To-do list
• a. Using the article on The Shape of Water, name every actor given in parentheses and the character each one plays.
• b. Answer these questions from the article on The Shape of Water:
(i) In what year does the story take place?
(ii) What food does Elisa share with the Asset as her first way of connecting with him?
(iii) In the clip from The Little Colonel, who dances on the stairs with Bojangles?

The Shape of Water is a story that only a screenwriter and director with a well-developed and totally idiosyncratic imagination could create. Fortunately for us, that exactly describes Guillermo del Toro.

The time is 1962 when the Cold War is raging between the United States and Russia. Elisa Esposito (Sally Hawkins) is a lonely mute who works the night shift as a janitor at a top-secret research center in Baltimore. Her best friend and co-worker is Zelda (Octavia Spencer). The only other person in Elisa’s life is her neighbor Giles (Richard Jenkins), a closeted homosexual commercial artist whose career has been waylaid by the use of photography in advertising.

Colonel Richard Strickland (Michael Shannon) is head of security at the research facility. He has just returned from South America with an amphibious humanoid creature (Doug Jones) that they chain up in an algae-filled pool of water. His superior, General Hoyt (Nick Searcy), has plans to study this creature’s body and use that data to improve America’s prospects in space travel. Dr. Robert Hoffstetler (Michael Stuhlbarg), the scientist most involved with the project, has his own plans for Amphibian Man.

This is not an easy movie to categorize. It starts off as an intriguing story about a lonely woman who is attracted to an equally lonely creature. Then it veers into a Cold War conspiracy plot. And it is also a love story.

We’ve identified some moments and themes that spoke to us as we found ourselves immersed in the movie. We hope these notations will help you identify themes that resonate with concerns today. This is a very rich film, so we also hope our reflections will lead you to discover more on your own.

The Monster

“If I spoke about it — If I did — what would I tell you, I wonder? Would I tell you about the time…? … I happened a long time ago — in the last days of a fair Prince’s reigh… Or would I tell you about the place?... Or would I tell you about her? The princess without voice… Or perhaps I would just warn you about the truths of these facts and the tale of love and loss and the monster that tried to destroy it all.”
— Giles as the narrator

Be careful now, the monster may not be who you think it is, and sometimes there are more than one. Monsters set out to destroy whatever progress we make in living lives of compassion, empathy, and love.

Connecting with the Asset

Elisa has a regular morning routine, which includes preparing boiled eggs. After she sees the “Asset” (the name the researchers have given the creature), she decides to share the eggs with him. It is the first way she connects with the Amphibian Man. She speaks to him in sign language and he catches on quickly. Next she tries playing music. Eventually, she offers him her body. How do you and others in our times connect with those who are different from us?

Dancing Away

Back at her apartment, she and her next door neighbor Giles enjoy watching musicals on TV. In a clip from The Little Colonel, Shirley Temple dances on the stairs with Bojangles. Dancing and free movement are very appealing to Elisa. She can’t talk or sing, but she can dance. To the world, Elisa may be a victim – and at one point she is subjected to sexual harassment – but she has self-esteem.

Point annotation dataset records
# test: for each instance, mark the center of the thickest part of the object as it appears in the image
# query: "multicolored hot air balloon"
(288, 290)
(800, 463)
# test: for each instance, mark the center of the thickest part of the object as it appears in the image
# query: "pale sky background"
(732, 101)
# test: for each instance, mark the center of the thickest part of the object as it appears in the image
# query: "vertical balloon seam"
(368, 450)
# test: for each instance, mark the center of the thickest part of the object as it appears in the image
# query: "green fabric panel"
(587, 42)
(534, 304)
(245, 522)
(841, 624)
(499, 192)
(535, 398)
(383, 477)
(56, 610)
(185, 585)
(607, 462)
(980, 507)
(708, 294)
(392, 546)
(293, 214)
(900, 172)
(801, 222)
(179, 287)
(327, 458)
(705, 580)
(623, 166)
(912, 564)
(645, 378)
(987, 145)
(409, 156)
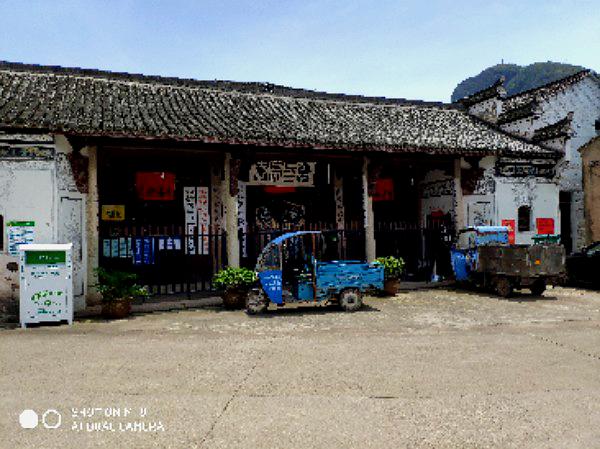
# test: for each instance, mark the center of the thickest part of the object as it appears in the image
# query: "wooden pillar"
(459, 211)
(338, 192)
(230, 204)
(92, 225)
(369, 218)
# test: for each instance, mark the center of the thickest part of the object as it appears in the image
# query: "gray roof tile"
(89, 102)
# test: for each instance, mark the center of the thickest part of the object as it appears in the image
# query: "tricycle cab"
(290, 270)
(464, 254)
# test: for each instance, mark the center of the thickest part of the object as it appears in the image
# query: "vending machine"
(46, 287)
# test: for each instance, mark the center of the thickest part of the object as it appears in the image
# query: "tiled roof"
(496, 90)
(522, 98)
(562, 128)
(519, 112)
(95, 103)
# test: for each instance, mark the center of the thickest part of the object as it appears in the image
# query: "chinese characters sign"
(510, 224)
(155, 186)
(113, 212)
(19, 233)
(281, 173)
(545, 226)
(196, 206)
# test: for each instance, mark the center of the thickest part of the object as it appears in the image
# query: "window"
(524, 216)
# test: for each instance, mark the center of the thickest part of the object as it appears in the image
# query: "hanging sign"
(113, 212)
(544, 226)
(282, 173)
(196, 208)
(384, 190)
(510, 224)
(203, 218)
(155, 186)
(19, 232)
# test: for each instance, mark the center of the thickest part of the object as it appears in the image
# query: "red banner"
(510, 224)
(155, 186)
(544, 226)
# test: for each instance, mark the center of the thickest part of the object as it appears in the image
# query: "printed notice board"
(19, 233)
(46, 278)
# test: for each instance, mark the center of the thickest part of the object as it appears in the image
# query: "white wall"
(438, 194)
(539, 194)
(43, 190)
(583, 99)
(27, 193)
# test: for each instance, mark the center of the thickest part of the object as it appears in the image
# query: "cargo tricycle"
(294, 268)
(483, 257)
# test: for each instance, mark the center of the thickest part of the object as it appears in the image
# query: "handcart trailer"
(289, 271)
(483, 257)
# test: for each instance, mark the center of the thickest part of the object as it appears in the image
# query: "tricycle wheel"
(256, 302)
(504, 287)
(538, 288)
(234, 299)
(351, 299)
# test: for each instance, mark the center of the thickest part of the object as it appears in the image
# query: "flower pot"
(234, 298)
(118, 309)
(391, 286)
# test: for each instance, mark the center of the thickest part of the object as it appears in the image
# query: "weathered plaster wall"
(479, 206)
(583, 99)
(437, 194)
(38, 183)
(28, 192)
(591, 184)
(538, 193)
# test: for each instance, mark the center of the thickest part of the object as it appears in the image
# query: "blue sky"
(413, 49)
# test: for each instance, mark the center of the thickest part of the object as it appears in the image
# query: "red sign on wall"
(384, 189)
(510, 224)
(155, 186)
(544, 226)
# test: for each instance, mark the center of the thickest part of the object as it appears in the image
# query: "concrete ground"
(427, 369)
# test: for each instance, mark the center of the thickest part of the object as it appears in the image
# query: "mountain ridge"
(517, 78)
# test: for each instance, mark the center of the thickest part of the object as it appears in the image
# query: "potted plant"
(118, 289)
(392, 270)
(236, 282)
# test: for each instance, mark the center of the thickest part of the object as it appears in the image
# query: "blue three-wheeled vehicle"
(294, 268)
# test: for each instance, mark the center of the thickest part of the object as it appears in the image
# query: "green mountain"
(518, 78)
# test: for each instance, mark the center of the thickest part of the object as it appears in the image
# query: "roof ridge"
(252, 87)
(581, 73)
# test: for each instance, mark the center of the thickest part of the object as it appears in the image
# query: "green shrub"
(114, 285)
(392, 267)
(230, 278)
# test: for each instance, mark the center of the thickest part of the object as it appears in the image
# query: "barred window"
(524, 218)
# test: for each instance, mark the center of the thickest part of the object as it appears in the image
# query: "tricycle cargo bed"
(521, 260)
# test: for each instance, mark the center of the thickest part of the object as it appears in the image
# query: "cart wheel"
(351, 299)
(538, 288)
(504, 287)
(256, 302)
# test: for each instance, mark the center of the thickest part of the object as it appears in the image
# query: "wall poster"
(196, 207)
(113, 212)
(155, 186)
(19, 233)
(544, 226)
(510, 224)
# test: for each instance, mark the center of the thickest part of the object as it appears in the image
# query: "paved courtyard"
(427, 369)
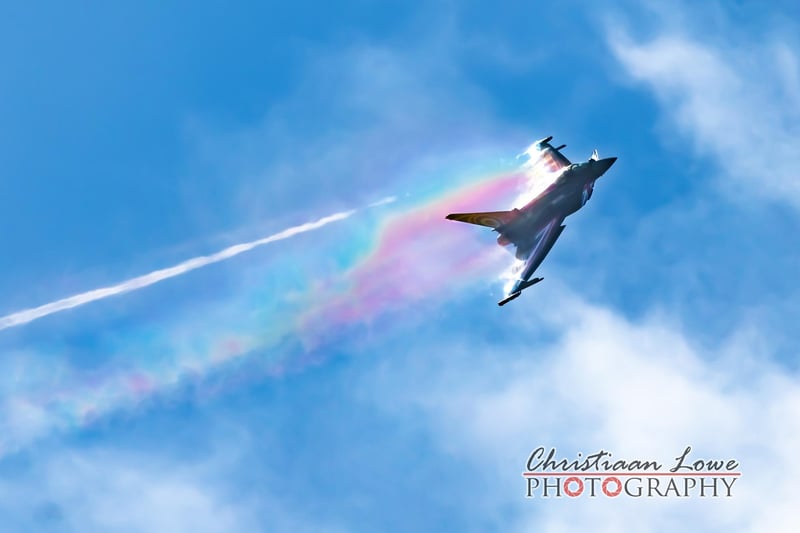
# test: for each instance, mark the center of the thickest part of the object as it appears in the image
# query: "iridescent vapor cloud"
(289, 306)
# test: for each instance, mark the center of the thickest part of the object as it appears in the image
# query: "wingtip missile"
(519, 286)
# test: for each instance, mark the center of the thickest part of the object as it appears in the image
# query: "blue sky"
(236, 398)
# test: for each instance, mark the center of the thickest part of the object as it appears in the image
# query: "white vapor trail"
(28, 315)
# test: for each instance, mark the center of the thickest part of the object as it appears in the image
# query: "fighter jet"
(534, 228)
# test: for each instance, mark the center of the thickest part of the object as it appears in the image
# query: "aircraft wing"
(551, 158)
(491, 219)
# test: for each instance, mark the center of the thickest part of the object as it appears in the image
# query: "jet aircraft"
(534, 228)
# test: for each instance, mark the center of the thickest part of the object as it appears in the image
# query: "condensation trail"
(28, 315)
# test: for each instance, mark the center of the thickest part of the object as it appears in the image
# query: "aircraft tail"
(490, 219)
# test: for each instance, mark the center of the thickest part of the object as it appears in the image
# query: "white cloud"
(639, 389)
(735, 102)
(108, 490)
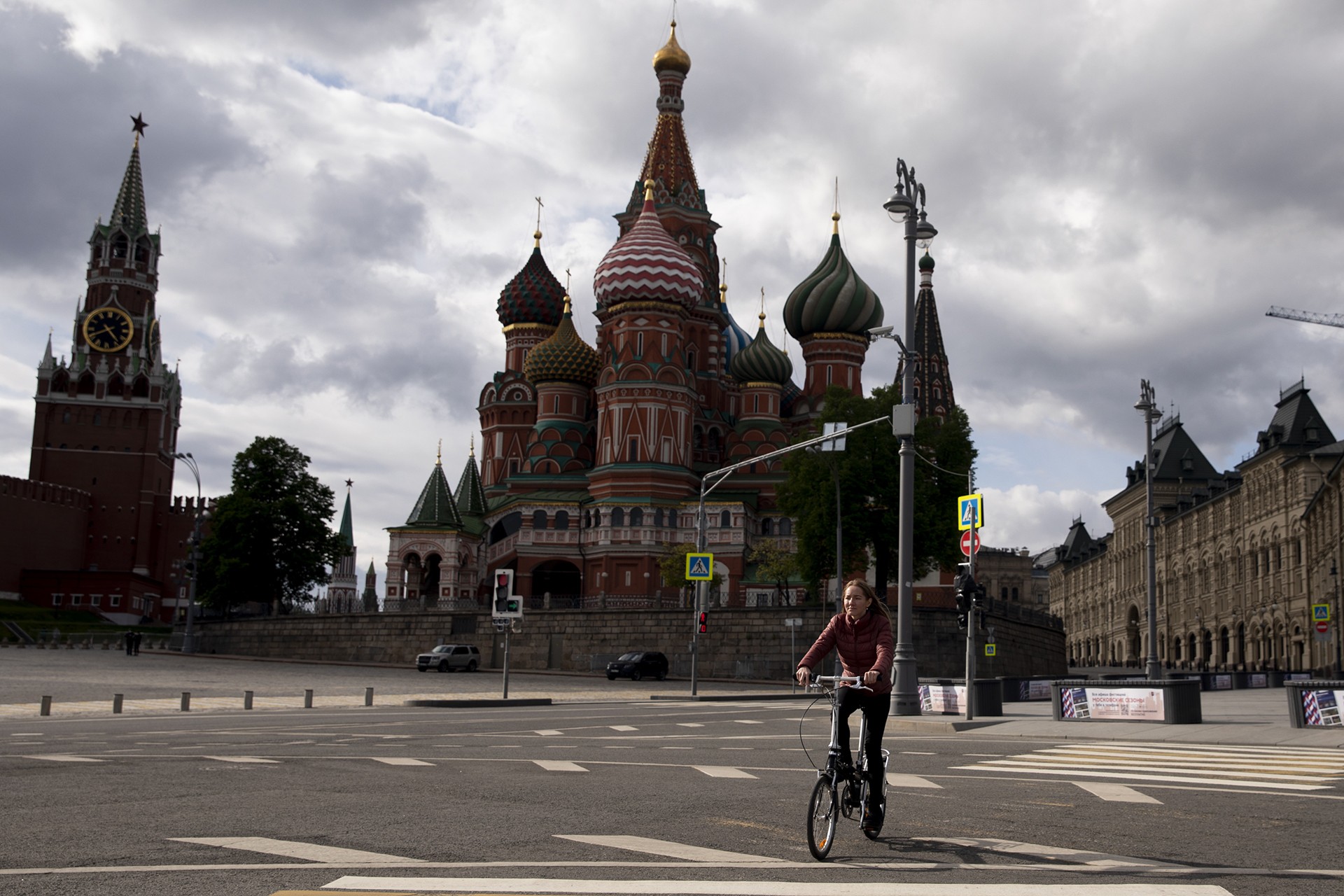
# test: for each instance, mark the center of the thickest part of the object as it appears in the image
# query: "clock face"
(108, 330)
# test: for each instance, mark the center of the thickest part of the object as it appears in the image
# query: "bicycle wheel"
(822, 818)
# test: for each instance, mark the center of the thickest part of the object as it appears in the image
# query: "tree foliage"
(869, 475)
(270, 539)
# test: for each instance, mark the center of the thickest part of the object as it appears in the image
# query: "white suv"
(451, 656)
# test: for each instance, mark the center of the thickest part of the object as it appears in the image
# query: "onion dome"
(832, 298)
(672, 57)
(647, 265)
(564, 356)
(534, 296)
(761, 362)
(734, 337)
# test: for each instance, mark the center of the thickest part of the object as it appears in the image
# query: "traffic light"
(505, 605)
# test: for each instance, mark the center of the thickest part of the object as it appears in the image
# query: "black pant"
(874, 707)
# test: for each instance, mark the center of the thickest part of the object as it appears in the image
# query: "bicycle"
(836, 794)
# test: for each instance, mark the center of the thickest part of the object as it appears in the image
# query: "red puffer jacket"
(863, 647)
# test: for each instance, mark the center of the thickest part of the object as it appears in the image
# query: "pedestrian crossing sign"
(971, 512)
(699, 567)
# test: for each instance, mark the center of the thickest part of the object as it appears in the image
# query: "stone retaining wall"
(741, 644)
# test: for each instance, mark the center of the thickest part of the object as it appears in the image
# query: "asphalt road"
(625, 794)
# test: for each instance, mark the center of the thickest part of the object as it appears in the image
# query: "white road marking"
(723, 771)
(667, 848)
(756, 888)
(1116, 793)
(910, 780)
(296, 849)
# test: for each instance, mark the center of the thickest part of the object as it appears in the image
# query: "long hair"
(878, 603)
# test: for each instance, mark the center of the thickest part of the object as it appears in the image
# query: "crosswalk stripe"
(1275, 769)
(910, 780)
(723, 771)
(296, 849)
(1116, 793)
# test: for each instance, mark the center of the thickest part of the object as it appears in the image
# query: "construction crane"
(1310, 317)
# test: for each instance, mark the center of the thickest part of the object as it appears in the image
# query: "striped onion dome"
(734, 337)
(761, 362)
(564, 356)
(647, 265)
(534, 296)
(832, 298)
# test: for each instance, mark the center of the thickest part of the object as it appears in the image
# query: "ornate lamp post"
(188, 644)
(1147, 406)
(901, 207)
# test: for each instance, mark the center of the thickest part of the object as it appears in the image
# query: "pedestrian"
(862, 636)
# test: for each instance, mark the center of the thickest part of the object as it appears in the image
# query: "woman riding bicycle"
(862, 636)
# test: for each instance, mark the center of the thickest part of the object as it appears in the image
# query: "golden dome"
(672, 55)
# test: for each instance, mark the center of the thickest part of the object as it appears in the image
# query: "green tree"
(869, 473)
(270, 538)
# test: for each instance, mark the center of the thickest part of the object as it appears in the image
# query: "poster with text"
(942, 699)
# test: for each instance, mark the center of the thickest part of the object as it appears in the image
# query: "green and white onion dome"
(832, 298)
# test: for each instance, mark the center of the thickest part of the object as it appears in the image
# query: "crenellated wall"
(742, 643)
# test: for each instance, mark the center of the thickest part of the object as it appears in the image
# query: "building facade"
(592, 456)
(101, 530)
(1242, 556)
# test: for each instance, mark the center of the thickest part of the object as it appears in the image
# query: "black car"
(638, 664)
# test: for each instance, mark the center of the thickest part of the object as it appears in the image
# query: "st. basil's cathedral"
(592, 456)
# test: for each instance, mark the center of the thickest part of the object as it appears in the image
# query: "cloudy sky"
(343, 188)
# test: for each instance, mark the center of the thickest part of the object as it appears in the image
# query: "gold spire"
(672, 57)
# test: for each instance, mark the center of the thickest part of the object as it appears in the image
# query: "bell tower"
(106, 421)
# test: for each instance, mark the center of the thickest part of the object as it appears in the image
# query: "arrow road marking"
(295, 849)
(1116, 793)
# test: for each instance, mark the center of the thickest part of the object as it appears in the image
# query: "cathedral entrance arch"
(556, 580)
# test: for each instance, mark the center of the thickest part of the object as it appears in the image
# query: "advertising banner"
(1128, 704)
(1322, 707)
(942, 699)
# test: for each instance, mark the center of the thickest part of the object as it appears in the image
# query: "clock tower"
(106, 419)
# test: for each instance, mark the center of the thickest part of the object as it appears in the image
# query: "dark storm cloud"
(61, 112)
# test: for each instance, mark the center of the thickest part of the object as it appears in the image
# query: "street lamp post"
(901, 209)
(188, 644)
(1148, 407)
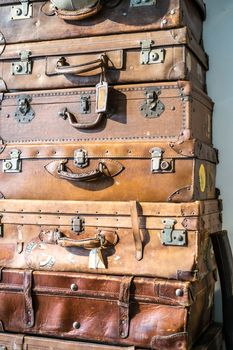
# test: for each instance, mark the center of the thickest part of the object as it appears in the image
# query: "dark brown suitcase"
(143, 171)
(143, 312)
(165, 55)
(30, 21)
(165, 240)
(158, 111)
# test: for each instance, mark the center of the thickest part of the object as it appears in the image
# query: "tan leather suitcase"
(166, 55)
(211, 340)
(147, 239)
(143, 171)
(154, 111)
(34, 20)
(142, 312)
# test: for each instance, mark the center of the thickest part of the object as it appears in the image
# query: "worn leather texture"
(143, 171)
(73, 306)
(154, 111)
(48, 235)
(122, 59)
(112, 19)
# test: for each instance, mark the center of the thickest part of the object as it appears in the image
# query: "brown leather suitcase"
(35, 20)
(211, 340)
(147, 239)
(143, 171)
(143, 312)
(158, 111)
(165, 55)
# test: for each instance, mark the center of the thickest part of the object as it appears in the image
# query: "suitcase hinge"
(24, 113)
(80, 158)
(13, 165)
(152, 106)
(77, 224)
(22, 67)
(138, 3)
(22, 10)
(171, 236)
(159, 165)
(149, 56)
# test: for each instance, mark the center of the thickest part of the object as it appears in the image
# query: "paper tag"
(101, 97)
(96, 259)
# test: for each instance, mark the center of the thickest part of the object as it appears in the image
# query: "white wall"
(218, 42)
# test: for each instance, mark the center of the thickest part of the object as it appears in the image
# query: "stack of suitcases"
(107, 177)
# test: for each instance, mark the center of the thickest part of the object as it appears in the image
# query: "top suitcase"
(33, 20)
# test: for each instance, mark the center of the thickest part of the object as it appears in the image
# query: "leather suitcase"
(159, 111)
(143, 312)
(165, 55)
(35, 20)
(211, 340)
(142, 171)
(146, 239)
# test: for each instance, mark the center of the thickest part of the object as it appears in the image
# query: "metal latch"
(77, 224)
(22, 67)
(150, 56)
(171, 236)
(85, 105)
(138, 3)
(80, 158)
(24, 113)
(22, 10)
(152, 107)
(13, 165)
(159, 165)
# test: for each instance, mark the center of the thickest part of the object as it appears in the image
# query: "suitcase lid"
(146, 290)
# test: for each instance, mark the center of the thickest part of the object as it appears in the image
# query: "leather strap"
(136, 229)
(28, 307)
(170, 342)
(123, 303)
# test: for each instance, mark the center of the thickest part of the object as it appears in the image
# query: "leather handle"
(63, 67)
(91, 175)
(66, 114)
(103, 239)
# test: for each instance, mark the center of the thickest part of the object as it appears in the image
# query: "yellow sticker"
(202, 178)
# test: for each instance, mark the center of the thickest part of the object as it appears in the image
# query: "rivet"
(179, 293)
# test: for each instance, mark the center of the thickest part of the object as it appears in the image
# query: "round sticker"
(202, 178)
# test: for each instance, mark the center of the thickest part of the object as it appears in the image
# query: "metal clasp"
(152, 106)
(80, 158)
(77, 224)
(24, 66)
(21, 11)
(149, 56)
(24, 113)
(13, 165)
(173, 237)
(159, 165)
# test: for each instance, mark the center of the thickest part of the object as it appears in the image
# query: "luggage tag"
(101, 94)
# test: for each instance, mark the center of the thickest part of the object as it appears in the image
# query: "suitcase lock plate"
(152, 107)
(13, 165)
(77, 224)
(171, 236)
(22, 10)
(22, 67)
(80, 158)
(149, 55)
(159, 165)
(24, 113)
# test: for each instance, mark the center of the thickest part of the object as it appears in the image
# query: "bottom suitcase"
(211, 340)
(117, 310)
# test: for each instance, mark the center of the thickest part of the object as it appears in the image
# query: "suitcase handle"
(66, 114)
(63, 67)
(102, 169)
(103, 239)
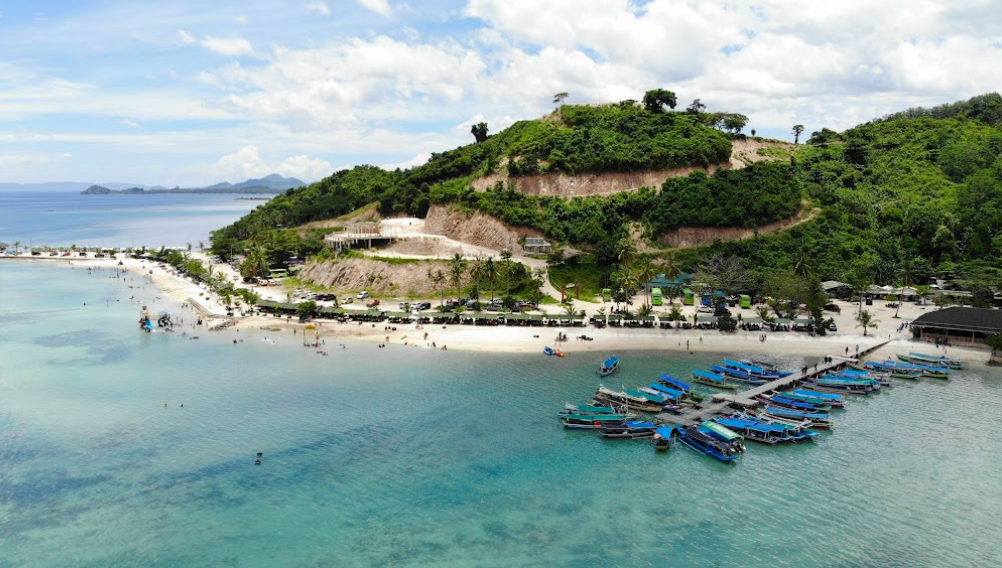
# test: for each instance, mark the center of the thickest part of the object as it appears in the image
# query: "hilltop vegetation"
(918, 191)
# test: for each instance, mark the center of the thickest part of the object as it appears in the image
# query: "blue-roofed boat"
(597, 422)
(838, 403)
(818, 419)
(832, 398)
(682, 386)
(706, 444)
(630, 399)
(738, 375)
(766, 433)
(662, 438)
(786, 402)
(610, 366)
(629, 430)
(938, 360)
(711, 380)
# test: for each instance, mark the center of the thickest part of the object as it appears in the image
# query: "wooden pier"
(746, 399)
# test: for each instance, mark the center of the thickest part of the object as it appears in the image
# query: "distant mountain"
(273, 181)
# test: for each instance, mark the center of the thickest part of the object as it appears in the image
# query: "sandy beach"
(202, 303)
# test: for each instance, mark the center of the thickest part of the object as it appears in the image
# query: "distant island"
(273, 183)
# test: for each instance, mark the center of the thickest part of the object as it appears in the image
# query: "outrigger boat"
(723, 434)
(597, 422)
(759, 431)
(629, 430)
(793, 404)
(818, 420)
(738, 375)
(836, 403)
(662, 438)
(672, 383)
(706, 444)
(714, 381)
(631, 400)
(939, 360)
(610, 366)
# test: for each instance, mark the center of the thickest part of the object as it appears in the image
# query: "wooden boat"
(583, 422)
(936, 360)
(706, 445)
(723, 434)
(662, 438)
(610, 366)
(836, 404)
(818, 420)
(672, 383)
(714, 381)
(630, 400)
(629, 430)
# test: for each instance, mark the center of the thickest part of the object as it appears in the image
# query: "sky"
(183, 92)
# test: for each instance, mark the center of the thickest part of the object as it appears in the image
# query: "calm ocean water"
(66, 218)
(407, 457)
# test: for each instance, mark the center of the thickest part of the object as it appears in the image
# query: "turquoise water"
(66, 218)
(407, 457)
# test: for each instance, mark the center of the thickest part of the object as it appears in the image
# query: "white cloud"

Outputs in order
• a.
- Sally Hawkins: Elisa Esposito
- Octavia Spencer: Zelda
- Richard Jenkins: Giles
- Michael Shannon: Colonel Richard Strickland
- Doug Jones: the amphibious humanoid creature (Amphibian Man)
- Nick Searcy: General Hoyt
- Michael Stuhlbarg: Dr. Robert Hoffstetler

• b.
(i) 1962
(ii) Boiled eggs
(iii) Shirley Temple